### Activity list
A. Write out the Jump Start devotional from "Nothing beats presence." to "off your computer.".
B. Answer these questions about the Jump Start devotional:
(i) How does the devotional define a brother?
(ii) Where did the writer visit with a couple families?
(iii) According to the devotional, what do we hide behind?
C. Carry the Jump Start devotional on past its last sentence.

### Reading text
Jump Start # 515
Proverbs 26:10 “Do not forsake your own friend or your father’s friend, and do not go to your brother’s house in the day of your calamity; better is a neighbor who is near than a brother far away.”
This passage identifies the importance of connection and more so of presence. Written long before telecommunication and all the tools we have today to keep us informed and in touch with each other, the means back then was to be there. A brother was someone who was blood related to you. You grew up with your brother and have many stories and fond memories. Yet he lives away. A neighbor is the one that comes quickly. A neighbor is the one who is available to help. Better is a neighbor who is near than a brother far away.
Nothing beats presence. My day yesterday was filled with the presence of others. I had three or four in my office. I went to the hospital and visited with a couple families. Last evening I was in someone’s home just to visit and connect and encourage. I didn’t get everything done that I wanted to yesterday but the presence of all those people made a difference. I love cell phones and emails, but there is something special about a smile, a handshake and looking into the eyes of someone else. The warmth of affection of a Jim and Dorothy, the smile of a Paul, the friendliness of a Larry, the sweetness of Sarah—nothing beats that. You can’t get that off your computer.
I’ve seen studies where our society is moving away from that. We hide behind a computer screen and that is our form of communicating and connecting. This has an impact upon how we relate to others. It’s not necessarily a good thing.

### Entries supplied
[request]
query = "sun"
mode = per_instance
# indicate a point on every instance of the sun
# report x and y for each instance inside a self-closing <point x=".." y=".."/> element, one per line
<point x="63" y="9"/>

### Answer list
A.
Nothing beats presence. My day yesterday was filled with the presence of others. I had three or four in my office. I went to the hospital and visited with a couple families. Last evening I was in someone’s home just to visit and connect and encourage. I didn’t get everything done that I wanted to yesterday but the presence of all those people made a difference. I love cell phones and emails, but there is something special about a smile, a handshake and looking into the eyes of someone else. The warmth of affection of a Jim and Dorothy, the smile of a Paul, the friendliness of a Larry, the sweetness of Sarah—nothing beats that. You can’t get that off your computer.

B.
(i) Someone who was blood related to you.
(ii) At the hospital.
(iii) A computer screen.

C.
This is one of the valuable things about the church. We are together. We connect. We hug, we blend our voices, we smile, we open our Bibles, we ask questions, we weave our lives and souls together. It becomes a fellowship. The more a person comes, the more they are woven into that fabric. The more open we are, the more we connect with others the more we understand the value of that neighbor who is nearby.
Most of us have had a variety of neighbors. Some we barely knew. Some we hated to move away from. Some neighbors keep to themselves and you hardly know them. Some quickly become dear friends. There is a role we play in all of that. It isn’t always “just the neighbors,” it is how endearing, open and friendly we are on our part. To be a neighbor, one must be neighborly. Our passage reminds us why we need to connect with neighbors. There comes a time when we will need them. Family may be too far way. If we haven’t built a relationship with the neighbors, then they won’t come. Mr. Rogers used to welcome everyone to his neighborhood. He was friendly and inviting, even in those odd sweaters he always wore. Welcome! What an inviting term.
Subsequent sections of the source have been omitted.